Short task
Quote word for word every line from the start of the items through the line containing "column 825, row 198", including both of those ends.

Dataset records
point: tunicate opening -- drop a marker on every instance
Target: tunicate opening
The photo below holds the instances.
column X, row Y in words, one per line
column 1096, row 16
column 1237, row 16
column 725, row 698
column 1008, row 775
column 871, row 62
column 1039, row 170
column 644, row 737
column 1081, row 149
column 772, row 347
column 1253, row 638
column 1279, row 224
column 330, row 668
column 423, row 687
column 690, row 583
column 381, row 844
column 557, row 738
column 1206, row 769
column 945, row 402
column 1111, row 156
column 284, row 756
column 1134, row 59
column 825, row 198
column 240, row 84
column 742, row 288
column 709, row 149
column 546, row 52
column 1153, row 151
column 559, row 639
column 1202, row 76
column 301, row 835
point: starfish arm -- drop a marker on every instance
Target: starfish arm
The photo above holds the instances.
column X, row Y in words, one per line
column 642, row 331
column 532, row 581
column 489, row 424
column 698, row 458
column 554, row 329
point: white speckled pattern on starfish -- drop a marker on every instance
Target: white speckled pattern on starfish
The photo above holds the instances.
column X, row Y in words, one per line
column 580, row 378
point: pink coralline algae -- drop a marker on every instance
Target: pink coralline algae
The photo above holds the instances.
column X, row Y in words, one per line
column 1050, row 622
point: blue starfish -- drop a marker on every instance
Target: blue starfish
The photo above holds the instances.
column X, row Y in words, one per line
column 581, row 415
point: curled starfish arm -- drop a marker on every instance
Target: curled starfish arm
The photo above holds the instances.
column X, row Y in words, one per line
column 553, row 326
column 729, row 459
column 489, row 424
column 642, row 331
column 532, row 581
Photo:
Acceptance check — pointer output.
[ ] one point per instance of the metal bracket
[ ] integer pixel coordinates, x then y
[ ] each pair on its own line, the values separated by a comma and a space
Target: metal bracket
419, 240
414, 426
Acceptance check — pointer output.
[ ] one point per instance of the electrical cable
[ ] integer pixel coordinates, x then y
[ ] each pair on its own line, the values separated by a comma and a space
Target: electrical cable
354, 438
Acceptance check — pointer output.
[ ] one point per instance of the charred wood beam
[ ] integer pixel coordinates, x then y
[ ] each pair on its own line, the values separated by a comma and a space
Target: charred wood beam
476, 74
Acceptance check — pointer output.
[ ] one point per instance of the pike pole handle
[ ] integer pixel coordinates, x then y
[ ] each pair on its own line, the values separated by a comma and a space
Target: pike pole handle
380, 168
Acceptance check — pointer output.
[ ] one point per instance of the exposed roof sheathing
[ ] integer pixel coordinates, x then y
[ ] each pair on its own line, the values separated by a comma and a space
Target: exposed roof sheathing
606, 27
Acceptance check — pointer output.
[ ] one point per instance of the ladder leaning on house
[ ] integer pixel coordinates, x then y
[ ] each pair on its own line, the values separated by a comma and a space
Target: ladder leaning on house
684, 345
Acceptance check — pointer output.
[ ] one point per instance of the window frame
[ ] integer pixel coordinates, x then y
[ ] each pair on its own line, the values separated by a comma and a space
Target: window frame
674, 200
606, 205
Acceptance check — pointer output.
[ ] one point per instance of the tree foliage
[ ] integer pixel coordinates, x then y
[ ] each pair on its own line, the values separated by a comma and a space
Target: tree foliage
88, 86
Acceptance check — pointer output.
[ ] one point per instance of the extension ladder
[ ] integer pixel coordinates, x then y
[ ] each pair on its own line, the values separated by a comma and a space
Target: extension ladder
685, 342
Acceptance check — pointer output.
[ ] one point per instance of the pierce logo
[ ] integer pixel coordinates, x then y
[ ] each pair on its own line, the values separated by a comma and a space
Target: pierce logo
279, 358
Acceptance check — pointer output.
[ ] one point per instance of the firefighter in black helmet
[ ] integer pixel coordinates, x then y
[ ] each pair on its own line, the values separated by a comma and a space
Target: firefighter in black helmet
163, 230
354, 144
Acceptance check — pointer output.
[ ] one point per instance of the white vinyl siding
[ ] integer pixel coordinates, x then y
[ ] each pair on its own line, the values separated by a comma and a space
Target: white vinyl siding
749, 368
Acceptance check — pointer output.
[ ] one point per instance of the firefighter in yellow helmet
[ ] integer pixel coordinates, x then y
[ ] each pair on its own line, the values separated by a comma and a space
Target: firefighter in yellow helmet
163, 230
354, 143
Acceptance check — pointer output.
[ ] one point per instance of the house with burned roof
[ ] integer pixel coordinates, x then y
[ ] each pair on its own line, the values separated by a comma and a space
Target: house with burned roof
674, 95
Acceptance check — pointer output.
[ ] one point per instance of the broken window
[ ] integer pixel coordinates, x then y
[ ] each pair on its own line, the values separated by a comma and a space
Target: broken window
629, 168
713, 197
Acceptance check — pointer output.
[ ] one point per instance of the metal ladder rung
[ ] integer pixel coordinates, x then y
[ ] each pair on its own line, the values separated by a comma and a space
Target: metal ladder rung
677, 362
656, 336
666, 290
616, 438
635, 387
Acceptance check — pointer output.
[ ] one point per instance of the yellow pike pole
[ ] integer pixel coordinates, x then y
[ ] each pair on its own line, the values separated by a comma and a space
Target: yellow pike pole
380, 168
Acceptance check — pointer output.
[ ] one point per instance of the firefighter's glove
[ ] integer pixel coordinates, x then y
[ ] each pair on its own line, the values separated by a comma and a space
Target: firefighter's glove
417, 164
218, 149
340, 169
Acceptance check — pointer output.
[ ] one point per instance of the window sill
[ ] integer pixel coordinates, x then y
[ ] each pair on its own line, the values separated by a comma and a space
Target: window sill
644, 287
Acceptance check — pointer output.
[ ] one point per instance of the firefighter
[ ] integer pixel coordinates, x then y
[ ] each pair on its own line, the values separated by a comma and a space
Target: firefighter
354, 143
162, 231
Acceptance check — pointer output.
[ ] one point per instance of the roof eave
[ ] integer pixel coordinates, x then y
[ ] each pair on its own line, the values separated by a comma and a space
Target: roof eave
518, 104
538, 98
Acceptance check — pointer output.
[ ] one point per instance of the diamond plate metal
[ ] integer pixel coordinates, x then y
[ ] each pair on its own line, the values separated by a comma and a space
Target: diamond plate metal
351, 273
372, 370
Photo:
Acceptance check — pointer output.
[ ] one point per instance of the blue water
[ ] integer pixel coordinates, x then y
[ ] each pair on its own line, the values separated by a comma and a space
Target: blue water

Output for this exercise
point: tunicate opening -- drop a marker on every instance
Target: tunicate opening
The photo below holds the instances.
column X, row Y in words, one per line
column 1096, row 16
column 1237, row 16
column 725, row 698
column 1008, row 775
column 871, row 62
column 1039, row 170
column 644, row 737
column 1081, row 149
column 772, row 347
column 1253, row 638
column 1279, row 224
column 330, row 668
column 423, row 687
column 690, row 583
column 381, row 844
column 557, row 738
column 1206, row 769
column 945, row 402
column 1111, row 156
column 284, row 756
column 1134, row 59
column 825, row 198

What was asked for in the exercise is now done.